◆ Goal: Arrange every line of the rows below as a Markdown table with two columns, Row and Text. Number each line in Row and leave out blank lines.

◆ Records to use:
————
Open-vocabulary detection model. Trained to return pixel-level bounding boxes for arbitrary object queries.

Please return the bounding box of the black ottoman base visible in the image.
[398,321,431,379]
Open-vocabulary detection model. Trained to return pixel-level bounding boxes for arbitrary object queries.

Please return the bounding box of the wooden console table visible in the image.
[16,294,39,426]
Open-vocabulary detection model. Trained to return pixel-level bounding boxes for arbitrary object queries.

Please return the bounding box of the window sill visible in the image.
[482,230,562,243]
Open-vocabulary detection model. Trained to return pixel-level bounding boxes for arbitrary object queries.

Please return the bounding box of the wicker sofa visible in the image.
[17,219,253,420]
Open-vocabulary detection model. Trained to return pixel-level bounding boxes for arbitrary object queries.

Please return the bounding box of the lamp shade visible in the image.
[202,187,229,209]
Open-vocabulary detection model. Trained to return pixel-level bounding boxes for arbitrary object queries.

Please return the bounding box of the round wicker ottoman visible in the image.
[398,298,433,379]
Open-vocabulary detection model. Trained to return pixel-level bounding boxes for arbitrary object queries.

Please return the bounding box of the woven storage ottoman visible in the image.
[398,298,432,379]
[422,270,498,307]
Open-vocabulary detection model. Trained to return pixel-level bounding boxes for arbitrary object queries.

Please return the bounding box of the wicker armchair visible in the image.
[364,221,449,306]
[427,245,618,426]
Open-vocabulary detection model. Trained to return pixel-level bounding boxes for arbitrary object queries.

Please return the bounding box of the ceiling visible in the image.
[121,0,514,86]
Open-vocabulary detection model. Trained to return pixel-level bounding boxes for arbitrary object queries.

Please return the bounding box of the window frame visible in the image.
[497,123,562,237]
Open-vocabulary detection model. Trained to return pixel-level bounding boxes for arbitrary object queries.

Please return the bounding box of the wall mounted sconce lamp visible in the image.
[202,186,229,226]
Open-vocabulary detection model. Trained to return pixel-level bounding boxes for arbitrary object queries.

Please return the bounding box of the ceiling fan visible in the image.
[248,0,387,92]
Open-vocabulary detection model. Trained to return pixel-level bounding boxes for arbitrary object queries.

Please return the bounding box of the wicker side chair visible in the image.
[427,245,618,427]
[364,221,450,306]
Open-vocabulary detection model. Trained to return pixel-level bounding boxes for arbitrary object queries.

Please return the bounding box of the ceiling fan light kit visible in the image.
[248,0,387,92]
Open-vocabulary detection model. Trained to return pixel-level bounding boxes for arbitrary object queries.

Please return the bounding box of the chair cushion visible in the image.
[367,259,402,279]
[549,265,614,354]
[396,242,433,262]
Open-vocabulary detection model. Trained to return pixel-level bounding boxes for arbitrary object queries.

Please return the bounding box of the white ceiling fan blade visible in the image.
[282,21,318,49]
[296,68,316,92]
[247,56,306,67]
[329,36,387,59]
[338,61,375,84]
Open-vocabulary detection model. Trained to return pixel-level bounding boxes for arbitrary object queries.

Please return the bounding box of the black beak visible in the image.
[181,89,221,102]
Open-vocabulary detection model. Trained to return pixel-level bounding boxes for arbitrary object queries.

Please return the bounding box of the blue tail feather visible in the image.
————
◆ Response:
| Row | Text |
|---|---|
| 1 | Open-vocabulary detection model. Trained to return pixel-level bounding boxes for arbitrary object queries. |
| 2 | Please return the bounding box of the black ottoman base visible in the image. |
| 3 | [398,321,431,379] |
| 4 | Open-vocabulary detection model. Trained to return pixel-level bounding boxes for arbitrary object queries. |
| 5 | Please return the bounding box of the wooden console table visible in the image. |
| 6 | [16,294,39,426] |
| 7 | Open-vocabulary detection model. Trained to return pixel-level bounding boxes for arbitrary object queries. |
| 8 | Please return the bounding box of the window sill visible in the image. |
| 9 | [482,230,562,243] |
| 10 | Open-vocabulary detection model. Trained to return pixel-level bounding boxes for arbitrary object queries. |
| 11 | Please return the bounding box of the wicker sofa visible in the image. |
| 12 | [17,219,253,420] |
| 13 | Open-vocabulary detection model. Trained to return pixel-level bounding boxes for arbitrary object queries. |
| 14 | Please return the bounding box of the lamp shade visible in the image. |
| 15 | [202,187,229,209] |
| 16 | Open-vocabulary detection model. Trained to return pixel-level bounding boxes for arbitrary object queries. |
| 17 | Please return the bounding box of the round wicker ottoman visible in the image. |
| 18 | [398,298,433,379] |
| 19 | Open-vocabulary detection model. Trained to return pixel-level bounding boxes for arbitrary object queries. |
| 20 | Please return the bounding box of the woven storage ottoman visible in the image. |
| 21 | [398,298,432,379] |
| 22 | [422,270,498,307] |
| 23 | Open-vocabulary detection model. Trained to return pixel-level bounding boxes for arbitrary object queries. |
| 24 | Please return the bounding box of the wicker armchair visible in the image. |
| 25 | [364,221,449,306] |
| 26 | [427,245,618,426] |
| 27 | Open-vocabulary detection model. Trained to return pixel-level bounding boxes for arbitrary object queries. |
| 28 | Please return the bounding box of the ceiling visible in the image. |
| 29 | [121,0,514,86] |
| 30 | Open-vocabulary detection model. Trained to return pixel-level bounding boxes for arbitrary object queries. |
| 31 | Please return the bounding box of the window frame visible in the image. |
| 32 | [497,123,562,237] |
| 33 | Open-vocabulary detection model. Trained to return pixel-level bounding boxes for arbitrary object queries. |
| 34 | Please return the bounding box of the wall mounted sconce lamp visible in the image. |
| 35 | [202,186,229,226] |
| 36 | Open-vocabulary detection model. Trained to return pixel-level bounding boxes for arbitrary object queries. |
| 37 | Please return the bounding box of the ceiling fan visible in the image. |
| 38 | [248,0,387,92] |
| 39 | Open-vocabulary detection model. Trained to return pixel-level bounding boxes for arbitrary object queries. |
| 40 | Please return the bounding box of the wicker side chair visible in the image. |
| 41 | [427,245,618,427] |
| 42 | [364,221,450,306] |
| 43 | Open-vocabulary detection model. Trained to return pixel-level bounding boxes for arbitrary object queries. |
| 44 | Please return the bounding box of the ceiling fan light kit visible in the image. |
| 45 | [248,0,387,92] |
| 46 | Open-vocabulary detection model. Trained to return pixel-level bounding boxes for arbitrary object queries. |
| 47 | Please return the bounding box of the chair cushion visible in the image. |
| 48 | [367,259,402,279] |
| 49 | [549,265,614,354] |
| 50 | [396,242,433,262] |
| 51 | Open-vocabulary detection model. Trained to return pixel-level bounding boxes for arbitrary object queries. |
| 52 | Please return the bounding box of the white ceiling fan blade visible in the image. |
| 53 | [282,21,318,49] |
| 54 | [296,68,316,92] |
| 55 | [247,56,306,67] |
| 56 | [329,36,387,59] |
| 57 | [338,61,375,84] |
| 58 | Open-vocabulary detection model. Trained to return pixel-level bounding boxes for arbitrary object queries. |
| 59 | Please return the bounding box of the black beak visible in the image. |
| 60 | [181,89,221,102] |
| 61 | Open-vocabulary detection model. Trained to return pixel-level bounding boxes for arbitrary object queries. |
| 62 | Please return the bounding box of the blue tail feather visible in the image. |